__Stated problem__: Could you change "record the position" to "note the location" throughout the records below, leaving everything else as it is?
--- Start Entries supplied ---
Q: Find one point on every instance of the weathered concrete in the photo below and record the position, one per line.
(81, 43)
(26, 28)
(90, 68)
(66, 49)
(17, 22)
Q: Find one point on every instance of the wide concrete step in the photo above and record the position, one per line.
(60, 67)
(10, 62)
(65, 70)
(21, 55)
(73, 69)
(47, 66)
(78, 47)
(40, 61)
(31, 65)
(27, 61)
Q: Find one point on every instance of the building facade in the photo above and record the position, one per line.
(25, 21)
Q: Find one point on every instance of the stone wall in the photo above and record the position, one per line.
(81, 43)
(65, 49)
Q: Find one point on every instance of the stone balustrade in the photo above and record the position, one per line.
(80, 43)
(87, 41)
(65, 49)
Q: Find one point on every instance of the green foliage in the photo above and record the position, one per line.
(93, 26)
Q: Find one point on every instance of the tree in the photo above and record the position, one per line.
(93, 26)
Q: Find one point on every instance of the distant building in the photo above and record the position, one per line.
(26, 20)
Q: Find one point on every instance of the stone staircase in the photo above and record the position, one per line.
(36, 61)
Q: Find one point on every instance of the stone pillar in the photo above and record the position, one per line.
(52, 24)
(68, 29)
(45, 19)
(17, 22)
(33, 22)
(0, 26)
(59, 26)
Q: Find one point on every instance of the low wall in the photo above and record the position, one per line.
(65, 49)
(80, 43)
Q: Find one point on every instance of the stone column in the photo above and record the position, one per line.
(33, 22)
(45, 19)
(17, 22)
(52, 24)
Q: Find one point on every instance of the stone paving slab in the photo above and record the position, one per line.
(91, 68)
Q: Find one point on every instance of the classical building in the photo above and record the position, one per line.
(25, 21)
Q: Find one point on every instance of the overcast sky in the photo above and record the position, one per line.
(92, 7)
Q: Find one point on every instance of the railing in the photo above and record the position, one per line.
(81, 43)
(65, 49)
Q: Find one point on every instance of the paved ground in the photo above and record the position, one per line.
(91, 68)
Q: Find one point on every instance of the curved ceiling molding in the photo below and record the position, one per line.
--- End Entries supplied ---
__Output for this task__:
Q: Find one point on every instance of the weathered concrete in the photo below and note the location, one per line.
(81, 43)
(26, 28)
(90, 68)
(66, 49)
(17, 22)
Q: Find one point on every instance of the wide concrete step in the photo above and note the location, one per line.
(60, 67)
(10, 62)
(65, 70)
(21, 55)
(73, 69)
(47, 66)
(78, 47)
(40, 61)
(31, 65)
(27, 61)
Q: Find one point on every instance of the building facade in the photo above and note the location, one per line.
(25, 21)
Q: Find one point on every instance of the stone wall in the photo above and note the location, one per line.
(81, 43)
(65, 49)
Q: Find one point on every instance of the stone balustrade in the photo above and note the location, one per line.
(80, 43)
(87, 41)
(65, 49)
Q: Find one point on every instance of the green foliage in the photo above and note the location, one per line.
(93, 26)
Q: Find one point on every instance of the tree in the photo above and note the location, one per line.
(93, 26)
Q: Find one point on every instance of the distant building in the photo above and note the location, one per line.
(26, 20)
Q: Find one point on every instance of the stone staircase in the photo above and note the location, one per line.
(36, 61)
Q: Find one point on every instance of the stone pillar in the photo above and note the location, one per line.
(52, 24)
(68, 29)
(45, 19)
(17, 22)
(33, 22)
(0, 26)
(59, 26)
Q: Find one point on every instance of the low wall in the photo above and note the location, one per line.
(65, 49)
(80, 43)
Q: Find one point on every instance of the stone column in the photo above and note the location, one per line.
(33, 22)
(45, 19)
(17, 22)
(52, 24)
Q: Find one point on every instance of the stone paving slab in the photo above and note the location, one per line.
(91, 68)
Q: Find one point on every instance of the classical building in the photo above and note the location, one per line.
(25, 21)
Q: Find one point on every instance of the overcast sky in the photo above and note the location, one per line.
(92, 7)
Q: Find one point on every instance of the railing in the photo above and note the location, one per line.
(81, 43)
(65, 49)
Q: Find one point on every instance of the paved ground in the photo above and note the location, one per line.
(91, 68)
Q: Find one point on every instance of the curved ceiling molding in the photo below and note the location, one per line.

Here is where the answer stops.